When retrieving a single column of a DataFrame, it is possible to retrieve that column as either a DataFrame or as a Series. We’ll explain why this matters later in this chapter. For now, let’s learn how to extract a single column.

Given the previous section of this chapter, you shouldn’t be surprised that this code will return a DataFrame. As we mentioned before, when you use double brackets, the result will always be a DataFrame.

dfAdmission[['SOP']]

If instead you use single brackets, the return type will be a Series. Let’s see this with some examples:

# Retrieve a single column as a DataFrame
dfAdmission[['SOP']].head(3)

	SOP
0	4.5
1	4.0
2	3.0

# Verify that this is a DataFrame
type(dfAdmission[['SOP']])

pandas.core.frame.DataFrame

# Retrieve a single column as a Series
dfAdmission['SOP'].head(3)

  4.5
  4.0
  3.0
Name: SOP, dtype: float64

# Verify that this is a DataFrame
type(dfAdmission['SOP'])

pandas.core.series.Series

In the above examples, notice that a series looks different than a DataFrame. The DataFrame is formatted nicely while the Series looks more Spartan. Also notice that when you print a series, you get information about its data type, which in this case was numpy.float64, a type of float.

Testing the Values in a Series#

In the next section of this chapter, we will show you how to filter your data by retrieving rows that meet some criteria. In order to do that, you need to understand how to work with Pandas Series. We will show you how to do that in this section.

Comparing a Series to a Numeric Constant#

Sometimes, you want to test every value in a column. For example, consider the Research column in the DataFrame dfAdmission. Let’s say we want to subset our data so we only have rows for students with research experience. In other words, we only want rows where the value in the Research column is 1. To filter the data this way, we will need to take the column Research and compare every value to 1. Let’s see what happens when we do that:

# Reminder: the code dfAdmission['Research'] will return a Series
dfAdmission['Research'] == 1

     True
     True
     True
     True
    False
       ...  
   True
   True
   True
  False
   True
Name: Research, Length: 400, dtype: bool

Whoa! What happened? Pandas took the column Research, a Series, and compared every value in the column to 1. It returned a new Series of Boolean values. The new Series has the exact same length as the original series.

**Provided data:**
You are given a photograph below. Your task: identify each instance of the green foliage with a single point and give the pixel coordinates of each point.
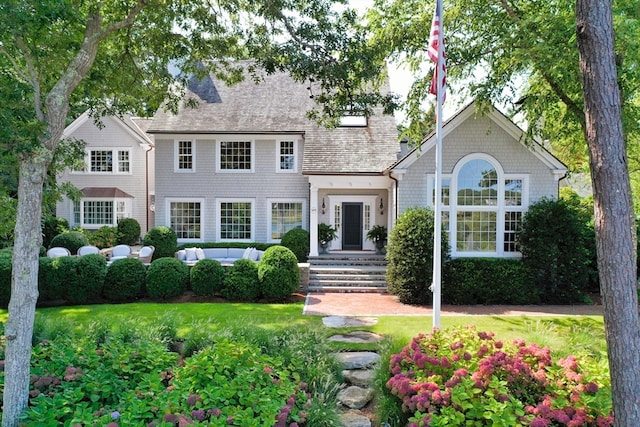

**Jobs:**
1) In the pandas text, what type do you get when you retrieve a single column with single brackets?
2) Carry on the pandas text about DataFrame columns and Series, starting after its last sentence.
The material comes from a separate source and has no connection to the pandas text.

**Responses to the exercise:**
1) A Series.

2)
Let’s try this again. This time, let’s compare the GRE score to 300. We would do this if we only want rows where the GRE score is at least 300:

dfAdmission['GRE Score'].head()

  337
  324
  316
  322
  314
Name: GRE Score, dtype: int64

dfAdmission['GRE Score'] >= 300

    True
    True
    True
    True
    True
       ... 
  True
  True
  True
  True
  True
Name: GRE Score, Length: 400, dtype: bool

Again, notice that Pandas took the Series dfAdmission['GRE Score'], compared every value in that Series to 300, and returned a new Series of Booleans. Each row in the new Series corresponds to a row in dfAdmission['GRE Score']. Thus, since the first five values of dfAdmission['GRE Score'] are greater than or equal to 300, the first five values of the returned Series are True.

When testing a Series, it is possible to compare values to numbers, strings, or to other Series! Let’s illustrate these ideas with more sample code:

Comparing a Series to a String#

Since none of the columns in dfAdmission are of type string, let’s create a new Series.

s = pd.Series(['cat', 'dog', 'moose'])
s == 'moose'

  False
  False
   True
dtype: bool

The above Series, s, contains the strings 'cat', 'dog', and 'moose'. When we compared s to 'moose', the returned Series was False, False, True since only the last value in the Series equals 'moose'.

Comparing a Series to Another Series#

dfAdmission['SOP'] == dfAdmission['LOR']

     True
    False
    False
    False
    False
       ...  
   True
  False
  False
  False
  False
Length: 400, dtype: bool

The above code compares the columns SOP and LOR in dfAdmission. For every row in which the SOP and LOR scores are equal, the new series will have a True value. If the SOP and LOR scores differ in a given row, the corresponding value in the return Series will be False. To see this, let’s look at the first two rows of dfAdmission.

dfAdmission[['SOP', 'LOR']].head(2)

	SOP	LOR
0	4.5	4.5
1	4.0	4.5

Notice that, in the first row, the SOP and LOR values are equal and therefore the first value in the return Series was True. In the second row, SOP and LOR are unequal and hence the second value in the return Series was False.

Retrieving Rows of a DataFrame via Filtering#

Filtering is the process of extracting only the rows of your dataset that meet certain criteria. Once you understand the ideas in the previous section about working with Series, filtering in Pandas in fairly straightforward. In the remainder of this section, we will show you how to filter Pandas DataFrames.

Filtering with a single condition#

Often, when filtering data, you only need to specify one condition. For example, I might want to filter my admissions data to only show students with research experience. In the remainder of this subsection, we will assume you only have one filtering criterion. In the next subsection, we will show you how to combine multiple criteria in your filter.

Comparing to a constant#

Let’s continue with the example where I only want students with research experience. In the previous section, we showed you how to compare the Research column to a constant, and showed you that the return value was a Series of Booleans. The code we used was:

dfAdmission['Research'] == 1

The above code returned a Series of True/False values. For every row where the value in the Research column was 1, our new Series had a True. For every row where the value in the Research column was 0, our new Series had a False.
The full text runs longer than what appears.